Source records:
■ ■ ■ ■ ■

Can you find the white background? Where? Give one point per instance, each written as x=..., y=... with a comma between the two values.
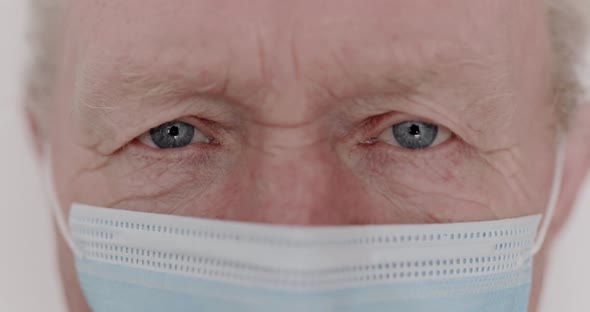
x=28, y=277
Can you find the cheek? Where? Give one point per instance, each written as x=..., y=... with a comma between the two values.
x=447, y=184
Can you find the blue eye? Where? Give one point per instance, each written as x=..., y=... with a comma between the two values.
x=415, y=134
x=174, y=134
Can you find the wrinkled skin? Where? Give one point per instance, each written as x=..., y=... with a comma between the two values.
x=298, y=99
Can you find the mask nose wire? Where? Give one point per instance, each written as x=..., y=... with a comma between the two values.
x=56, y=209
x=552, y=203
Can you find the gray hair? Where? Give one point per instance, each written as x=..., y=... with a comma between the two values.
x=569, y=23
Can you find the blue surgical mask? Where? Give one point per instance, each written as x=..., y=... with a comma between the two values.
x=135, y=261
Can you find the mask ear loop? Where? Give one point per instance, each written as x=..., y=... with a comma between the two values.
x=552, y=204
x=56, y=209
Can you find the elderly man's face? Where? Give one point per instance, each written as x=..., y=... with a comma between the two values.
x=307, y=112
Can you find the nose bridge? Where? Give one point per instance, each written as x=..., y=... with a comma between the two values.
x=295, y=184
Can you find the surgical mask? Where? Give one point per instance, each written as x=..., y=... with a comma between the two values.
x=135, y=261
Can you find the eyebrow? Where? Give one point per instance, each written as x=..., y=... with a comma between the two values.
x=102, y=84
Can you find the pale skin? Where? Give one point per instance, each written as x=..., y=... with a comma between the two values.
x=294, y=102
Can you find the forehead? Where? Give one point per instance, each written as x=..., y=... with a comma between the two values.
x=269, y=54
x=274, y=36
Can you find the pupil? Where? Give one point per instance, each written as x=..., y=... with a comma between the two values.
x=415, y=130
x=174, y=131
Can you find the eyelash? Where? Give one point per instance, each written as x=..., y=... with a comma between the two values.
x=375, y=126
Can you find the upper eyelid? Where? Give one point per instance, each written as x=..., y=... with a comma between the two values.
x=375, y=125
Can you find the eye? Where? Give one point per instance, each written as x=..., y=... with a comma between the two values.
x=415, y=135
x=174, y=134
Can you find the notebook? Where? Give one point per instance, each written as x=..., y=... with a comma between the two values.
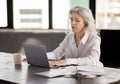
x=36, y=55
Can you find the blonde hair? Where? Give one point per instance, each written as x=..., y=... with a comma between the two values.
x=86, y=14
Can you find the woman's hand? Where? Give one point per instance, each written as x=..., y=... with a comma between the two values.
x=58, y=63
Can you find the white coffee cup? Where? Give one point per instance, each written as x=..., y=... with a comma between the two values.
x=17, y=58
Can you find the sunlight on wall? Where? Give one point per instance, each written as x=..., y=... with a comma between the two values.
x=3, y=13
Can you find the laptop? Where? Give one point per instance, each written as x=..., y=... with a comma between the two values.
x=36, y=55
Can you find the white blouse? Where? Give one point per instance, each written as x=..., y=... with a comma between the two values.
x=87, y=52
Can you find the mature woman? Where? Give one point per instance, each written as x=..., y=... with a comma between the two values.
x=82, y=45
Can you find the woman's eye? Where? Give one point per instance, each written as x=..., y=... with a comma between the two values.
x=77, y=20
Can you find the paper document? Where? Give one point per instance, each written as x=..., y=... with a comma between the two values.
x=90, y=71
x=56, y=72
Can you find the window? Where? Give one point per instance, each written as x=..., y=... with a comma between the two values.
x=40, y=14
x=3, y=13
x=61, y=9
x=108, y=14
x=30, y=16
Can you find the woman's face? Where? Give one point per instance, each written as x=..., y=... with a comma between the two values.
x=77, y=23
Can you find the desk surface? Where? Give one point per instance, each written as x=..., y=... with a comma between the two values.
x=24, y=74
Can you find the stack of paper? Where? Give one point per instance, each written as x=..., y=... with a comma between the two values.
x=89, y=71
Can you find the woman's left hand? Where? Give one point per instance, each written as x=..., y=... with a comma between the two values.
x=58, y=63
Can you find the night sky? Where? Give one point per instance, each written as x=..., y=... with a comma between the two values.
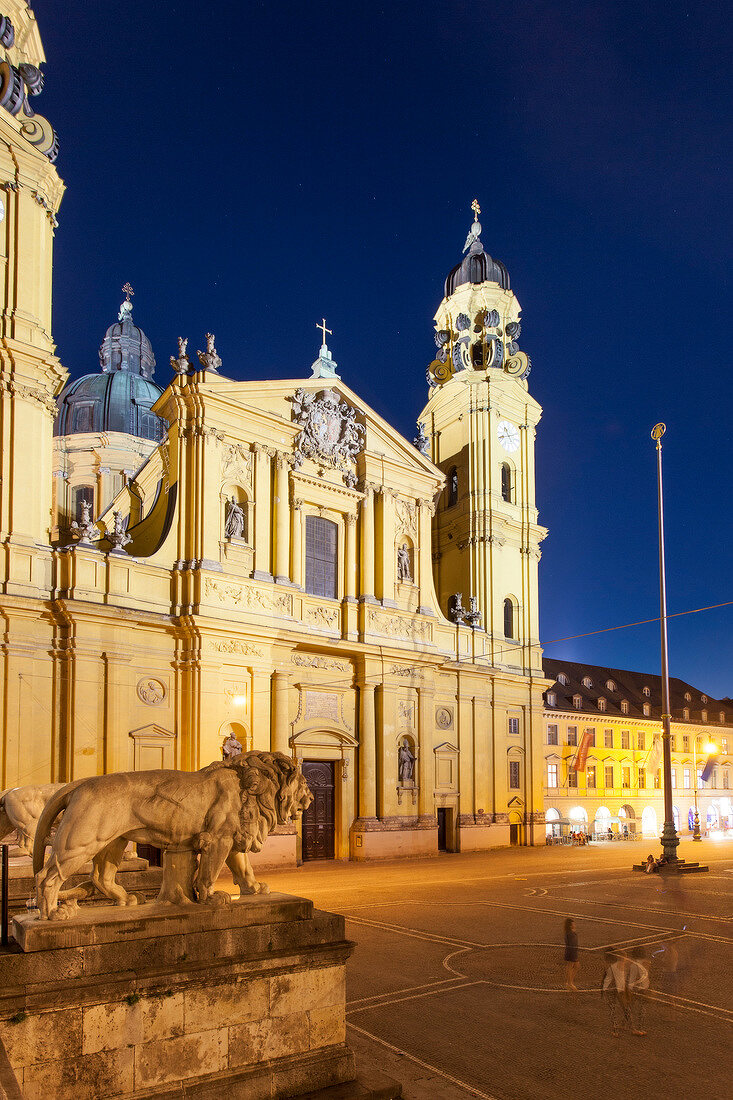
x=250, y=167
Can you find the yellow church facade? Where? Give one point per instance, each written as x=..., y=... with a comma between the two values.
x=270, y=564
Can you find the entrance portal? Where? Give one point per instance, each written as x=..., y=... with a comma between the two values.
x=319, y=818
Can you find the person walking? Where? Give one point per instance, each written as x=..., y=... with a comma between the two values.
x=637, y=985
x=571, y=963
x=614, y=988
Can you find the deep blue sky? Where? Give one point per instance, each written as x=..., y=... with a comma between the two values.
x=250, y=167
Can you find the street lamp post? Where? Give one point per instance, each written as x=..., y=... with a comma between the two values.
x=669, y=837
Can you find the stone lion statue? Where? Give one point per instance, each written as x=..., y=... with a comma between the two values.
x=222, y=812
x=20, y=810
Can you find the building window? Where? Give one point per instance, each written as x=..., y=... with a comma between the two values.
x=321, y=557
x=506, y=482
x=452, y=487
x=83, y=494
x=509, y=618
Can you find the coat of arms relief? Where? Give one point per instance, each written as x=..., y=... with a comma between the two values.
x=329, y=432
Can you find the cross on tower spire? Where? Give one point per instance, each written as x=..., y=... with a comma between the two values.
x=325, y=330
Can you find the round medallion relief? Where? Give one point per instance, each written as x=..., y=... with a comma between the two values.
x=151, y=692
x=444, y=717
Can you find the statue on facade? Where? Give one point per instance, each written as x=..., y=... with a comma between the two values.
x=119, y=536
x=404, y=565
x=209, y=359
x=234, y=523
x=221, y=813
x=86, y=530
x=182, y=363
x=405, y=763
x=230, y=748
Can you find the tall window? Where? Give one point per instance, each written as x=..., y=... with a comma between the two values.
x=321, y=557
x=506, y=482
x=83, y=494
x=509, y=618
x=452, y=487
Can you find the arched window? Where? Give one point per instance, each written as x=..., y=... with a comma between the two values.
x=506, y=482
x=321, y=557
x=452, y=487
x=509, y=618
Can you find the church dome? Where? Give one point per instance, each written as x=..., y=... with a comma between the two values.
x=477, y=265
x=119, y=398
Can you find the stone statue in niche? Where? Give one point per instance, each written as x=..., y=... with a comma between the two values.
x=404, y=565
x=230, y=748
x=405, y=763
x=234, y=524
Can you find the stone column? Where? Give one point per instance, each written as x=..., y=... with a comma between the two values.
x=298, y=579
x=350, y=560
x=424, y=565
x=262, y=513
x=282, y=520
x=367, y=752
x=425, y=765
x=280, y=727
x=368, y=545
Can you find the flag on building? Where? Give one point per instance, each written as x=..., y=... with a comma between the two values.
x=581, y=755
x=654, y=758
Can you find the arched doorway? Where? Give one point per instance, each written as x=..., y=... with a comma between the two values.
x=551, y=818
x=319, y=818
x=648, y=822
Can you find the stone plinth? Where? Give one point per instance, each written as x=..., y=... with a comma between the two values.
x=242, y=1000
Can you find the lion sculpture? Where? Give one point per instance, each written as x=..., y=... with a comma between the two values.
x=20, y=810
x=222, y=812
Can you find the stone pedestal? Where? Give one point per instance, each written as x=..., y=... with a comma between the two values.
x=245, y=1000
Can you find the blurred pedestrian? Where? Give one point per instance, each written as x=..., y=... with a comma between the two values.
x=614, y=989
x=571, y=961
x=638, y=985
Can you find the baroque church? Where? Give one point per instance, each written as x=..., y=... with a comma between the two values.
x=193, y=562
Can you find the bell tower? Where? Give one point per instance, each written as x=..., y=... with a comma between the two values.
x=480, y=424
x=30, y=373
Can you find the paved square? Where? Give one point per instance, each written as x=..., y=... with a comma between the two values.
x=456, y=987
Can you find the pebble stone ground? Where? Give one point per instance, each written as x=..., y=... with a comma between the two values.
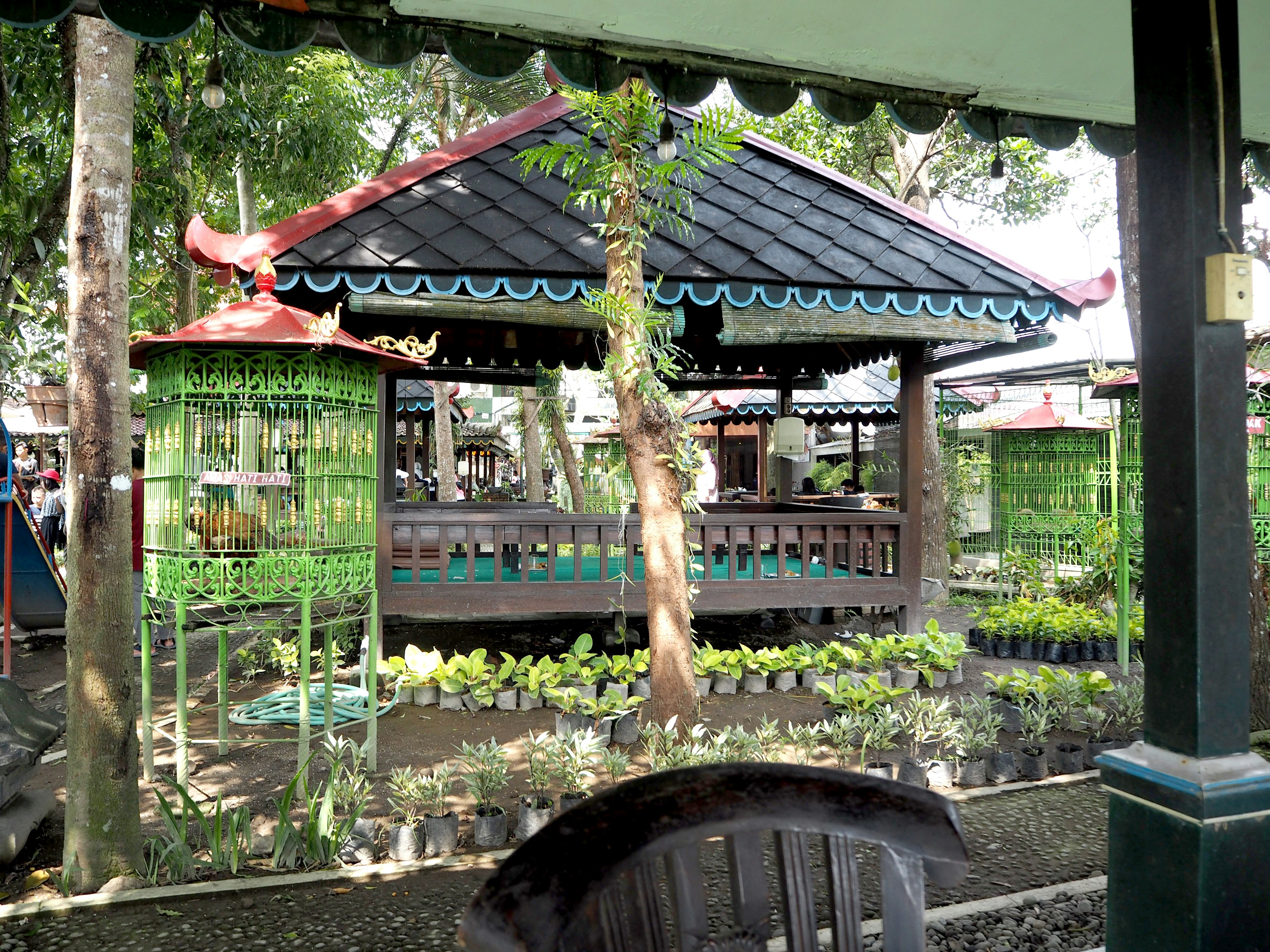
x=1066, y=923
x=1018, y=842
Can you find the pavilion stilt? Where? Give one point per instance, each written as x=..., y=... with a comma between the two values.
x=1189, y=815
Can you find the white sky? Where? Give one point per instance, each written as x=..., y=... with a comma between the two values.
x=1057, y=248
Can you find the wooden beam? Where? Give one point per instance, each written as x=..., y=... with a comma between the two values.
x=411, y=422
x=722, y=452
x=762, y=460
x=760, y=325
x=855, y=454
x=784, y=468
x=911, y=419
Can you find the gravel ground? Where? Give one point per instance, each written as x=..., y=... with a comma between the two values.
x=1018, y=841
x=1066, y=923
x=388, y=918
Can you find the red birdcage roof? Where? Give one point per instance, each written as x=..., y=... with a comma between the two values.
x=266, y=322
x=1047, y=417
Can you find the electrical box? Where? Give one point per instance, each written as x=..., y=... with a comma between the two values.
x=1229, y=282
x=789, y=436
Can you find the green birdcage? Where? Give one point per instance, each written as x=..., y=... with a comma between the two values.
x=261, y=487
x=1051, y=483
x=608, y=482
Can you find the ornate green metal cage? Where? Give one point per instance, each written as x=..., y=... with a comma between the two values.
x=1051, y=491
x=261, y=480
x=608, y=482
x=262, y=449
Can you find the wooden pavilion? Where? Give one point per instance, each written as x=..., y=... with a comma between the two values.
x=792, y=272
x=1187, y=88
x=865, y=395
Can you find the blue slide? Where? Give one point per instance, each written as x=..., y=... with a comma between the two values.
x=39, y=596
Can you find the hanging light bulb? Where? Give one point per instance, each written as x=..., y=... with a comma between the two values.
x=997, y=181
x=666, y=150
x=214, y=82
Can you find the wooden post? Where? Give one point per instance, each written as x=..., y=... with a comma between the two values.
x=785, y=468
x=411, y=419
x=911, y=423
x=425, y=445
x=722, y=452
x=855, y=454
x=762, y=459
x=1189, y=807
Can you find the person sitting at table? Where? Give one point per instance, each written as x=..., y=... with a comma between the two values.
x=708, y=480
x=23, y=465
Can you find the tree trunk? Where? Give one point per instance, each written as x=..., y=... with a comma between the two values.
x=1127, y=224
x=441, y=393
x=570, y=462
x=531, y=446
x=103, y=832
x=248, y=222
x=26, y=262
x=650, y=433
x=935, y=546
x=912, y=163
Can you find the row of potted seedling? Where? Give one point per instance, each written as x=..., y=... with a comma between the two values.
x=931, y=655
x=474, y=681
x=1051, y=630
x=960, y=744
x=947, y=744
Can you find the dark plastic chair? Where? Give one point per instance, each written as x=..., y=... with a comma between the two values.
x=590, y=881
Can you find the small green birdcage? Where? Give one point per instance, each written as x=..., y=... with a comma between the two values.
x=261, y=489
x=1049, y=483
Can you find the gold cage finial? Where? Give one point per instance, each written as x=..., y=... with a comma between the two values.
x=411, y=346
x=327, y=325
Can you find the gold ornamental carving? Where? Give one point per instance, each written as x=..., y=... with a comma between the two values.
x=411, y=346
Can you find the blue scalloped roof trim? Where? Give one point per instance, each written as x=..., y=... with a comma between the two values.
x=738, y=294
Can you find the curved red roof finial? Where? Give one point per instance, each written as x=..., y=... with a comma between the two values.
x=266, y=280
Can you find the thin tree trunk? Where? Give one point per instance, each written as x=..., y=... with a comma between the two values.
x=650, y=433
x=570, y=462
x=103, y=832
x=1127, y=224
x=912, y=163
x=27, y=262
x=531, y=446
x=935, y=546
x=446, y=492
x=248, y=222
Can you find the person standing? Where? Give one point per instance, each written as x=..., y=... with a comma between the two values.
x=53, y=513
x=23, y=465
x=708, y=479
x=159, y=636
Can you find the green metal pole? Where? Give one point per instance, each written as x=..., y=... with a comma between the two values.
x=148, y=730
x=305, y=635
x=223, y=691
x=373, y=678
x=1122, y=565
x=328, y=719
x=182, y=714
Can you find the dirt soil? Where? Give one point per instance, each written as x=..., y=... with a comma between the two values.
x=253, y=775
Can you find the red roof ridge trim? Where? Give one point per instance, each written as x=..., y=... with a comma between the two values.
x=213, y=249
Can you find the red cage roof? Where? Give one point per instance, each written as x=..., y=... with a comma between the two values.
x=266, y=322
x=1047, y=417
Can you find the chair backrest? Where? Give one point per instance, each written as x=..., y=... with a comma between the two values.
x=590, y=880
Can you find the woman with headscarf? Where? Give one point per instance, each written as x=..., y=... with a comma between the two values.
x=708, y=479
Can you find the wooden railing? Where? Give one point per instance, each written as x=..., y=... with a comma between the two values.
x=474, y=560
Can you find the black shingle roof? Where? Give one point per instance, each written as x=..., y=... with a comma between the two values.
x=765, y=219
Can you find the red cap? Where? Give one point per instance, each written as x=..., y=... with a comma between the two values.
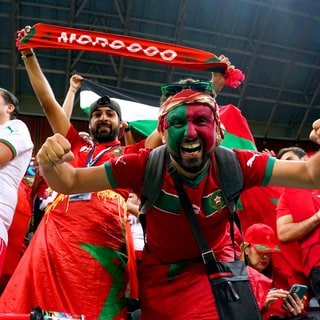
x=262, y=238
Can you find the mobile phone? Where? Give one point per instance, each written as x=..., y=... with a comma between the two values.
x=299, y=289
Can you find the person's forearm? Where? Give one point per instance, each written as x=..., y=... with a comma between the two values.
x=38, y=80
x=294, y=231
x=69, y=102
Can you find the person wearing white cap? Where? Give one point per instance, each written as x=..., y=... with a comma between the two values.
x=260, y=244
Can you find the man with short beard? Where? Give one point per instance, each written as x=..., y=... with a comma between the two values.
x=82, y=253
x=173, y=283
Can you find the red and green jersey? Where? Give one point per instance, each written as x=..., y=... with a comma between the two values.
x=173, y=283
x=77, y=260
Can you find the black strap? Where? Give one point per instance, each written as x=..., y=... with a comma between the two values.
x=207, y=254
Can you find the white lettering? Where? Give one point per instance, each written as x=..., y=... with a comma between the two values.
x=86, y=40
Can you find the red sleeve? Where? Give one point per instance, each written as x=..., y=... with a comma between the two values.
x=282, y=207
x=256, y=167
x=127, y=171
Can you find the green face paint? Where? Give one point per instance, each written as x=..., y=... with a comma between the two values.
x=191, y=134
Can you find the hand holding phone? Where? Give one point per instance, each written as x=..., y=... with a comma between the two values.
x=299, y=290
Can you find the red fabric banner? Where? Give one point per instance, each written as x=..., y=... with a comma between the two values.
x=51, y=36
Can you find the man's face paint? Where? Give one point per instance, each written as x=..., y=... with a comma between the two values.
x=191, y=135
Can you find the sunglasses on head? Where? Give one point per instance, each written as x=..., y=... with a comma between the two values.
x=199, y=86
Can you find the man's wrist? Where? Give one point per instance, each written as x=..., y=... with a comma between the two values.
x=316, y=217
x=27, y=55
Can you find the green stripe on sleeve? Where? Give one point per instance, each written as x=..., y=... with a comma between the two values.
x=110, y=175
x=268, y=172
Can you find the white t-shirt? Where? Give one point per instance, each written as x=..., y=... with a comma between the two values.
x=15, y=134
x=137, y=232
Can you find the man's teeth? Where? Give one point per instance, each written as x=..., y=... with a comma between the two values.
x=190, y=147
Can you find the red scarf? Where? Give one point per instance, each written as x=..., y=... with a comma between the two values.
x=50, y=36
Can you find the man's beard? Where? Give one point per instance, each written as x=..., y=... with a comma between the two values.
x=104, y=136
x=192, y=165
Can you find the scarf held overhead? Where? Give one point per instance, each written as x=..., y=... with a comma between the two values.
x=51, y=36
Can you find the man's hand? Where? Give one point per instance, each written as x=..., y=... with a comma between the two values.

■ ■ ■ ■ ■

# WHAT YOU NEED TO DO
Reproduce only the lines from the line with "Can you find the woman's left" up to and including the line with "x=325, y=330", switching "stone lion statue" to "stone lion sculpture" and keeping everything else unchanged. Omit the pictures from your answer.

# EXERCISE RESULT
Can you find the woman's left hand? Where? Give one point per instance, each written as x=..., y=... with a comma between the two values.
x=58, y=63
Can you find the night sky? Where? Give one point per instance, each written as x=..., y=... with a comma between the two values.
x=250, y=167
Can you find the yellow church facade? Where? Give one point per instance, each written as x=..., y=... with a comma between the two values.
x=270, y=564
Can you find the entrance portal? Where? Give one point per instance, each written as x=..., y=... with a comma between the two values.
x=319, y=818
Can you find the person walking? Where? Give one point per instance, each written as x=..., y=... with a comma between the two values.
x=637, y=985
x=571, y=963
x=614, y=988
Can you find the deep blue sky? Where? Give one point per instance, each written as x=..., y=... with a comma between the two values.
x=250, y=167
Can you find the street lamp post? Where? Give one point per instance, each written as x=..., y=... with a comma between the two values.
x=669, y=837
Can you find the stone lion sculpture? Where? Give one point per instance, each written as x=..., y=... with a comma between the two values.
x=222, y=812
x=20, y=810
Can you find the building window? Where? Give one point per instance, each written as x=..., y=... with a comma between the two values.
x=321, y=557
x=506, y=482
x=452, y=487
x=83, y=494
x=509, y=618
Can you find the coat of arms relief? Where? Give one point per instance, each written as x=..., y=... with a comma between the two values.
x=329, y=432
Can you find the cross on tower spire? Where? Give one point per instance, each written as x=..., y=... with a comma between the two values.
x=325, y=330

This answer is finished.